PROVIDED TEXT Start Marker

A SHOPKEEPER and designer who pioneered the sale of ethnic wares has died aged 74.

Ruth Stockland ran Stockland in Little Clarendon Street, Jericho in the 1960s to 1980s with first husband Jonathan.

It opened in 1965 and became one of the first in the country to sell homeware products made in the developing world.

It sold items like shopping baskets woven in Kenya, a customer favourite, and products from acclaimed British brands Liberty and Laura Ashley.

The couple also began selling their own clothes range for women under the label Bluestocking and ran an interior design business, Stockland Dickens, from the second floor.

Major projects it was to take on included the decoration of new buildings like Merton College.

The shop was dubbed “the Sloaniest shop in Little Trendy Street”, a reference to London’s high-end fashion, top-label Sloane Street, by infamous 1980s shopper’s guide the Official Sloane Ranger Directory.

After her first marriage was dissolved she decided to focus on her Bluestocking range, opening a shop in North Parade, which sold nationally via mail order.

Son William Stockland said: “The Bluestocking brand became synonymous with a traditional, but chic style, ideal for the liberal and aspiring Oxford woman.”

Ruth Carole Berger was born in Manchester on August 29, 1939, to parents Leon, an architect, and Mary, a teacher. She has two siblings, Angela Pullin, 71, and Stephen Berger, 72.

Mrs Stockland went to school first in Cheadle, Greater Manchester before her family moved to Southampton, where she attended Southampton Grammar School for Girls.

In 1957 she won a place to study archaeology and anthropology at Girton College, Cambridge, where she met some of the finest anthropologists of her generation, including Sir John Goody.

After completing her degree she spent over a year in rural Tanzania, living with a remote tribe to research oral histories on behalf of the British Institute of History and Archaeology in East Africa.

PROVIDED TEXT End Marker
ENTRIES SUPPLIED Start Marker

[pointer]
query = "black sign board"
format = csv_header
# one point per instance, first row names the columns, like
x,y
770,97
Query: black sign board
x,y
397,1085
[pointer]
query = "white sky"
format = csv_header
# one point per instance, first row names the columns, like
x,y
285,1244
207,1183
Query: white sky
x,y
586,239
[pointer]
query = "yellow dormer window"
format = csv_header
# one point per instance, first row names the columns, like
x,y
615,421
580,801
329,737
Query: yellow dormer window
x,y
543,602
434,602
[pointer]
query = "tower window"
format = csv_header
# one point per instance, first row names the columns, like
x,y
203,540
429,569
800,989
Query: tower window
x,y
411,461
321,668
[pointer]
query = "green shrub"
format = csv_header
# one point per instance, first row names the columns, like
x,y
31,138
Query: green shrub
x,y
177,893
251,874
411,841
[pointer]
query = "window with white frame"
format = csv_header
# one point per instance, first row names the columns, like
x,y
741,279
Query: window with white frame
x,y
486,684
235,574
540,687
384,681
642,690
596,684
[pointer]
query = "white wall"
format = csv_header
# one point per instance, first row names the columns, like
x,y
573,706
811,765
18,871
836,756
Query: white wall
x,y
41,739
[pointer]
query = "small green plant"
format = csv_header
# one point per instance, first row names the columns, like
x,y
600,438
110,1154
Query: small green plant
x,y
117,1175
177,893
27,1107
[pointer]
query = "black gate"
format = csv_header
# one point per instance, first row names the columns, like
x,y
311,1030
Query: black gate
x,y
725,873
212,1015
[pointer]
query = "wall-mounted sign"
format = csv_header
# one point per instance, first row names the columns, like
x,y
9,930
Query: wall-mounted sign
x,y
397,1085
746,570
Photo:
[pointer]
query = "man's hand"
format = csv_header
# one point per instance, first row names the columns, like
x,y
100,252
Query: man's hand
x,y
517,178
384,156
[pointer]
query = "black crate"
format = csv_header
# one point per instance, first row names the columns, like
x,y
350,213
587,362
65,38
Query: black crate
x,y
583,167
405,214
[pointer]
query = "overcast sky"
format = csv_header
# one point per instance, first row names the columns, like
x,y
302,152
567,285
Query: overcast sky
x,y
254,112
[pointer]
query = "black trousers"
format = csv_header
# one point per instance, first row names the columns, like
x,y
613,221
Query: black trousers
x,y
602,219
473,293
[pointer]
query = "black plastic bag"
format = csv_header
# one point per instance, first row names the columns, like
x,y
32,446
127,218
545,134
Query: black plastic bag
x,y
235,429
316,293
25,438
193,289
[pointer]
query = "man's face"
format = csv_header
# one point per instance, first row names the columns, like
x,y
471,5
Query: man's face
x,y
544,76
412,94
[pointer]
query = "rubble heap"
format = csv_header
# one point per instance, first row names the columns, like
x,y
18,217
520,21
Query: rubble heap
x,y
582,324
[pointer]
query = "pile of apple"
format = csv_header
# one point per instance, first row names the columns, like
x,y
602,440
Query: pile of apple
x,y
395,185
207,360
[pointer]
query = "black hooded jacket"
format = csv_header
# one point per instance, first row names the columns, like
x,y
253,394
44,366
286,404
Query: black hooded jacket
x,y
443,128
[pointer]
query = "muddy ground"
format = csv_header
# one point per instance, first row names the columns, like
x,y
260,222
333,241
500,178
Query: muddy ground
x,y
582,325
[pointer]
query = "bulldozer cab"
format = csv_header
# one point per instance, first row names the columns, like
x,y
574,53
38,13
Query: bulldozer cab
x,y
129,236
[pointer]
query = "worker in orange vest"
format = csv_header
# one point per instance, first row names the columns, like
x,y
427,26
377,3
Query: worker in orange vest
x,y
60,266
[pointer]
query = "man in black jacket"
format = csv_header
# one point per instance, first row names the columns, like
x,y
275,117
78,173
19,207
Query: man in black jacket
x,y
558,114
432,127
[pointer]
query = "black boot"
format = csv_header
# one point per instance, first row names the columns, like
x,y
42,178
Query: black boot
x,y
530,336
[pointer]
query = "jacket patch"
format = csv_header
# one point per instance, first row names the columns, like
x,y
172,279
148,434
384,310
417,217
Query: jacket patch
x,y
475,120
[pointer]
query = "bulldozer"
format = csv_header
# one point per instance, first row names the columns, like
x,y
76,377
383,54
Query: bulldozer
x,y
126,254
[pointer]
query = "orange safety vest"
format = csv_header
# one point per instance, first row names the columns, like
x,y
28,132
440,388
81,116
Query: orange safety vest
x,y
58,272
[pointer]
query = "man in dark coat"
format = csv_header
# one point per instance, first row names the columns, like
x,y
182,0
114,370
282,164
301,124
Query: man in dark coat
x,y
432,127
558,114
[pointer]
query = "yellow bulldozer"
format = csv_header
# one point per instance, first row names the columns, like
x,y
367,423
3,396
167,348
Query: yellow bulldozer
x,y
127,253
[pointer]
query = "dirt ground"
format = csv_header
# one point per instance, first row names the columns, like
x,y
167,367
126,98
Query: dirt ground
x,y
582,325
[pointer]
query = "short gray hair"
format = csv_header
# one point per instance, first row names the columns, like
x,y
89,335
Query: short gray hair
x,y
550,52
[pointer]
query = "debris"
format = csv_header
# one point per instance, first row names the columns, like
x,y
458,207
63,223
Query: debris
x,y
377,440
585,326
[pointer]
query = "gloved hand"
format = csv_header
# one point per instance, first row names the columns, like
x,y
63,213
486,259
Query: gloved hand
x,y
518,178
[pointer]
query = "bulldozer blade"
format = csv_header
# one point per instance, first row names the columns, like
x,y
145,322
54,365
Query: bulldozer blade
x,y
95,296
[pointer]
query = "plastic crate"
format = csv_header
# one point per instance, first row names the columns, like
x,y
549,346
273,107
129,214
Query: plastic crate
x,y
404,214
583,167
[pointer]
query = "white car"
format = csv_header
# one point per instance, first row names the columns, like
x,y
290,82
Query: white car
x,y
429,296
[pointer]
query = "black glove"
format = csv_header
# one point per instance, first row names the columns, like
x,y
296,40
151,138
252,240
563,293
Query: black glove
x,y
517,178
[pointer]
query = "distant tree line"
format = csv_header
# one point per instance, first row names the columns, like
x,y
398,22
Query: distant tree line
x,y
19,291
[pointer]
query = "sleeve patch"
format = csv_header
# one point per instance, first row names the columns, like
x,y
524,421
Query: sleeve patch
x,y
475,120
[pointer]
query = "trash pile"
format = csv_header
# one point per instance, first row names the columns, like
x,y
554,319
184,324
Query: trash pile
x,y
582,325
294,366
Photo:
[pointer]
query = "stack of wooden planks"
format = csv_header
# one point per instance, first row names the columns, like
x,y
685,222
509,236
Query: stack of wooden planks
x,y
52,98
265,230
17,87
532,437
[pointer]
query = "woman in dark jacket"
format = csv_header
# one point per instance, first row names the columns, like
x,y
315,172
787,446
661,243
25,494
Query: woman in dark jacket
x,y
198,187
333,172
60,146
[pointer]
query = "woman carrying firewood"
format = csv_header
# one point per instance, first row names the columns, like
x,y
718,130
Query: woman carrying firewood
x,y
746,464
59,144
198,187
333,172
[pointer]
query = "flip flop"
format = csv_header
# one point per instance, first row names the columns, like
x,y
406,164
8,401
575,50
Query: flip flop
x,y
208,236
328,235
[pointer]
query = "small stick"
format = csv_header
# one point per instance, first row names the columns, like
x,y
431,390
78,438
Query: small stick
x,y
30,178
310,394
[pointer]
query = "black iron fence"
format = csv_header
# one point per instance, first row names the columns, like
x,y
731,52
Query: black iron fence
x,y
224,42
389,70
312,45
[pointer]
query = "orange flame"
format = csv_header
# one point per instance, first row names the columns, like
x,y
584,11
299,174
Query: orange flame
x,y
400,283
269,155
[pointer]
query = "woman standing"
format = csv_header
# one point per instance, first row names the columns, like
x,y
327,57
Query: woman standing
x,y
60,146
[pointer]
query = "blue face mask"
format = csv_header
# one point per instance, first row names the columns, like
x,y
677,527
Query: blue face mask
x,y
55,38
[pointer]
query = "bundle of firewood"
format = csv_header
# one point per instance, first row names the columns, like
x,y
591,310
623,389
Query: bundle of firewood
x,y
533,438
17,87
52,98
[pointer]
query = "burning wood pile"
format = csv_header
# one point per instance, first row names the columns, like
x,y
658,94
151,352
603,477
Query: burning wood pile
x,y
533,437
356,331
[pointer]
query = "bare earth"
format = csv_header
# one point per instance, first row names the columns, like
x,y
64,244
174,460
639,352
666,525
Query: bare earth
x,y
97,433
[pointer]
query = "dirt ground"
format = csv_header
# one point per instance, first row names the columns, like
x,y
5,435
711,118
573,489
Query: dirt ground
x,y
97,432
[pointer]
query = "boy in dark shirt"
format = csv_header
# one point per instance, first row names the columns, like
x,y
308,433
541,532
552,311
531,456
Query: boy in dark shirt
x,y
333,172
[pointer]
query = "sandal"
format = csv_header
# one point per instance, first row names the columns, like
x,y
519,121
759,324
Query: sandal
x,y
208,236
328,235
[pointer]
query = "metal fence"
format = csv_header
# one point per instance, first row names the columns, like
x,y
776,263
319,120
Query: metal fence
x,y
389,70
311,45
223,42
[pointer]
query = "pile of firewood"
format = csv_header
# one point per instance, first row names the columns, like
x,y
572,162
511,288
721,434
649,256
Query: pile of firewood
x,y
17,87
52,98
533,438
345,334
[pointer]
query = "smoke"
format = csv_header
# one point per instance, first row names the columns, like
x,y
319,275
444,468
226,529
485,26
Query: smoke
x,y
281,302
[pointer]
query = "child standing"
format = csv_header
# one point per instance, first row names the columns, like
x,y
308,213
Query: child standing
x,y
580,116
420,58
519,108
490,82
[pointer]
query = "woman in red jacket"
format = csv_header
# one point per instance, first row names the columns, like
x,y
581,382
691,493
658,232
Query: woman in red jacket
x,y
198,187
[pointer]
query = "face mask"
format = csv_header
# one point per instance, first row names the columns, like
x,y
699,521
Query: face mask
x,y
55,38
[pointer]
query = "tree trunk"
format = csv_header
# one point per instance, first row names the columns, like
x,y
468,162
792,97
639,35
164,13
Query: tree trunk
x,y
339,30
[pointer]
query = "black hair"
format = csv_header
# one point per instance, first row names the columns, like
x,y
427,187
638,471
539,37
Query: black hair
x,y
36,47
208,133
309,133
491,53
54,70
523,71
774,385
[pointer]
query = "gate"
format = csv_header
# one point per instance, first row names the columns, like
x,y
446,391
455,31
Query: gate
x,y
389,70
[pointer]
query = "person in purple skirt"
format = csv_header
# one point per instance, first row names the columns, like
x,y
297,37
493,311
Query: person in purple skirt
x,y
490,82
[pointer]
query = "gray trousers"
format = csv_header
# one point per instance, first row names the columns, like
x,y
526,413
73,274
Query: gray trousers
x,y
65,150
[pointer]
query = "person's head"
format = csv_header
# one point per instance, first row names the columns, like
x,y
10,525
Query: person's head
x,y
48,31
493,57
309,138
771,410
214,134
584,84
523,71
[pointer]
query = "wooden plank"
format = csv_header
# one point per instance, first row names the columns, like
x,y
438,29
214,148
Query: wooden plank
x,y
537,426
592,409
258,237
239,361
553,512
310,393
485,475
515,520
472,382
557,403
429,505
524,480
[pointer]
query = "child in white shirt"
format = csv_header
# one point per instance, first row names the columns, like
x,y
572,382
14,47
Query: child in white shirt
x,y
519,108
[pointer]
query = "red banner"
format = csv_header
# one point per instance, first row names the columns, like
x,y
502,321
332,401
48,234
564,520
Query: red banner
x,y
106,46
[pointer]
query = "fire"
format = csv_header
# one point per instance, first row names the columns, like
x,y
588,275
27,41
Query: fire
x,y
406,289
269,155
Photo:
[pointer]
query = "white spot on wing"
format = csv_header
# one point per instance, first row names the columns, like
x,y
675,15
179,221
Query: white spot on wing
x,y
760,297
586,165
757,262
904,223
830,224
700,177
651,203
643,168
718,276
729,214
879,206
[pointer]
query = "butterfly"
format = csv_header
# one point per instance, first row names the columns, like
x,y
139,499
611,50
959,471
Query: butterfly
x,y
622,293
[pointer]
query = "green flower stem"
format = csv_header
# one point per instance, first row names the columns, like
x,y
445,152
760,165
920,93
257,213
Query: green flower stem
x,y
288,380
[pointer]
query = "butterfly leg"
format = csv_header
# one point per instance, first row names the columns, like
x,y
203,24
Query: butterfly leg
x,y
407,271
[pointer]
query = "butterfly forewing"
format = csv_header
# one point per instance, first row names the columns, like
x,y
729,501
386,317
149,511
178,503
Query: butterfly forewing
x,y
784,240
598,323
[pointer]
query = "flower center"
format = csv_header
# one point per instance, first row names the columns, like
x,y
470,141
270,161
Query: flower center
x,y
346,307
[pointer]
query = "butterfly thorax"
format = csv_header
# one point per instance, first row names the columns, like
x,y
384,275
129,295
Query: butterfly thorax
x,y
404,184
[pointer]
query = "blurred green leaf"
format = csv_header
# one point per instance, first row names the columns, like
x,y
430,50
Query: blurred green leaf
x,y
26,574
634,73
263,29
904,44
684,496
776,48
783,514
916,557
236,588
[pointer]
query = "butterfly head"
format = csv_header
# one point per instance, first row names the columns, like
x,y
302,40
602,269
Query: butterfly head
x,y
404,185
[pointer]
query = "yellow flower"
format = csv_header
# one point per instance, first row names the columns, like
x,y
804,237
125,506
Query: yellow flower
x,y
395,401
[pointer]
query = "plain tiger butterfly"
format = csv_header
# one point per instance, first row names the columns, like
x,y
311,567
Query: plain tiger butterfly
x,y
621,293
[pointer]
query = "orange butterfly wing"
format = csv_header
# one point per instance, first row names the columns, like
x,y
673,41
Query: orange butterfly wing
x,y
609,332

ENTRIES SUPPLIED End Marker

**TASK ITEM**
Continue the obituary of Ruth Stockland, the shopkeeper and designer, from where it stops. The data can be set aside.

**REPLY TO THE TASK**
In 1963 she returned to Britain and took a job at Oxford-based Oxfam, in the information department.

There she met her future husband, Jonathan Stockland, who was the deputy director of the education department. They married in 1965 and had their first child, Rebecca, in 1966 followed by William in 1970.

The couple shared an interest in developing countries, particularly those in eastern and southern Africa and so opened Stockland to sell their wares shortly after they wed.

They traded from the premises until 1985.

In 1986 Mrs Stockland opened Bluestocking, in North Parade, and further expanded her clothing brand.

She closed the business in 1994 due to health problems as well as economic problems.

She met second husband Ronnie Sonneborn in 1988.

Until 1999 she was then a co-ordinator for the Access scheme in Oxford, which helped students from disadvantaged backgrounds get into university.

In retirement she enjoyed watercolour painting and spending time with her grandchildren, Milly and Imogen.

Ruth Stockland died peacefully at home on July 24 after suffering from metastatic breast cancer. She is survived by her husband, her brother and sister, her daughter and son and two grandchildren.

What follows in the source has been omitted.